DOCUMENT PASSAGE >>
------------------------------------

Wednesday, July 02, 2008

Cover Girl

Occidental College graduates who read this have already seen this way-close photograph of me on this quarter's Occidental Magazine. It has been a surreal experience to be featured in such a way. It's not People or the New York Times, but for me, it's enough to leave me rather embarrassed, way nervous, and feeling wholly undeserving. Thank goodness for the writing and editing skills of the mag's staff, but I confess that I, of all people, am mystified by their feature story choice. The alumni magazine is supposed to be about people who are out there in the world, kicking ass and taking names. I am currently kicking ass at playing games. I guess my main concern is for all the alumni out there who are fighting deadly illnesses of their own who say, "what's so special about that chick?" The article does its best to answer that question, but, in my ever-expanding exposure to other people with illnesses, particularly leukemia, there's nothing we can do but fight. We have to advocate for the National Marrow Donor Program- our lives depend on it. Plus, an strong empathy for others looking for stem cell matches (I would assume) is unpreventable. Here are some of my favorite cancer rock stars out there:

Omg. The first link I wanted to post was to a young man named Vinay, who was a patient at Dana Farber in Boston, just like me, and has worked tirelessly to augment the bone marrow donor list. He too relapsed with leukemia at the beginning of this year and had a mismatched bone marrow transplant. His site gets countless hits per day and he has been featured in various media, including a documentary entitled "The Truth About Cancer" on PBS. When his page,, opened, it said that he died on June 25.

------------------------------------

(Records contained in a dataset)
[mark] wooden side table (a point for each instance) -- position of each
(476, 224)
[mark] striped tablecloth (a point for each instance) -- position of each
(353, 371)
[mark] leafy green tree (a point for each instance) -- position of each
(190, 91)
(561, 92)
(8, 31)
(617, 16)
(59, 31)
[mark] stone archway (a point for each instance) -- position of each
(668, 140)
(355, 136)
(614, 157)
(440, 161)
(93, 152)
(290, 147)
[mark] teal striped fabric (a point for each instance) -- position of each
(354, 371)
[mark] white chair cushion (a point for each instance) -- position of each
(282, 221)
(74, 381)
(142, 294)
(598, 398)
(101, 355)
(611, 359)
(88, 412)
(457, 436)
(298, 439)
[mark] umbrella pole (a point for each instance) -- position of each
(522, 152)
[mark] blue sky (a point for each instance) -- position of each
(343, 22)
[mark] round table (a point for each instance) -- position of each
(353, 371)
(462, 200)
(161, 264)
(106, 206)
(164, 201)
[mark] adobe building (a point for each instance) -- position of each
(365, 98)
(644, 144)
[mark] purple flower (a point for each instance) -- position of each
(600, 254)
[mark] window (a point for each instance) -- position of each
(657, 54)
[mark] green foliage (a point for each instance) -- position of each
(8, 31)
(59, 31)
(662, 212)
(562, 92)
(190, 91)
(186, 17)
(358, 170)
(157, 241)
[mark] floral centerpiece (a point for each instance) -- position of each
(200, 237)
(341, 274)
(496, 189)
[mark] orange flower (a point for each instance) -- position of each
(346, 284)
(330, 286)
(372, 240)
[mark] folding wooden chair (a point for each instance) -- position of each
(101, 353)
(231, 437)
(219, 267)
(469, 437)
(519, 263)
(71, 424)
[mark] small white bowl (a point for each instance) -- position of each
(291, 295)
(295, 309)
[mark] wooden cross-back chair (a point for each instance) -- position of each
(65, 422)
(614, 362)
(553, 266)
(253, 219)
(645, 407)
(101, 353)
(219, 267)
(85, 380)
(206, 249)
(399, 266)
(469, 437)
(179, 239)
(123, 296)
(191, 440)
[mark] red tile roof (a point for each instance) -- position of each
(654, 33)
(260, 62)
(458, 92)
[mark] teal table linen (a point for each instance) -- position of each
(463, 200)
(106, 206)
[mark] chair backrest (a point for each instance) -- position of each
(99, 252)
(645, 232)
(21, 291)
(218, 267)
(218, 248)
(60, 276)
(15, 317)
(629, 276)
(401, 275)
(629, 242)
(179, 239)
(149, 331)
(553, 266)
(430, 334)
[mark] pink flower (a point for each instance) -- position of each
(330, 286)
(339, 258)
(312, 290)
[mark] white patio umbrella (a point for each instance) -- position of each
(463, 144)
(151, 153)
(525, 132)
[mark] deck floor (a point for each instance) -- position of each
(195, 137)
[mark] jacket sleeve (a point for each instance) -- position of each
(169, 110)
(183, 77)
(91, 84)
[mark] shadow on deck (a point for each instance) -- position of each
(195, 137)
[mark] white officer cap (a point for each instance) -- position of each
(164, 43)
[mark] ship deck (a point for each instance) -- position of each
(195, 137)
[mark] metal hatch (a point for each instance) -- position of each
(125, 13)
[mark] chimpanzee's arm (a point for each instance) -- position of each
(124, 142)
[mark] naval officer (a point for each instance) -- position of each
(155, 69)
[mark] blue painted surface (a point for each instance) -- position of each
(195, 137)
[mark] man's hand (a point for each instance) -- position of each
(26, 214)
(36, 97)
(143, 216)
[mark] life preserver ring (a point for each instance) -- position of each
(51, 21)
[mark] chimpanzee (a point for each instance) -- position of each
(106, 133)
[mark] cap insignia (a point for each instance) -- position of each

------------------------------------

WORK TO COMPLETE >>
**A)** Reproduce word for word the part of the blog post that begins at "Omg. The first" and stops after "on June 25.".
**B)** In the blog post, what is the title of the PBS documentary that featured Vinay?
**C)** According to the blog post, why is the writer mystified by the alumni magazine's choice of feature story? Answer in one to three sentences.

SOLUTIONS BY TASK >>
**A)**
Omg. The first link I wanted to post was to a young man named Vinay, who was a patient at Dana Farber in Boston, just like me, and has worked tirelessly to augment the bone marrow donor list. He too relapsed with leukemia at the beginning of this year and had a mismatched bone marrow transplant. His site gets countless hits per day and he has been featured in various media, including a documentary entitled "The Truth About Cancer" on PBS. When his page,, opened, it said that he died on June 25.

**B)** "The Truth About Cancer."

**C)** The alumni magazine is supposed to be about people who are out in the world "kicking ass and taking names," while the writer is currently kicking ass only at playing games. The writer also worries that alumni fighting deadly illnesses of their own will ask what is so special about the writer.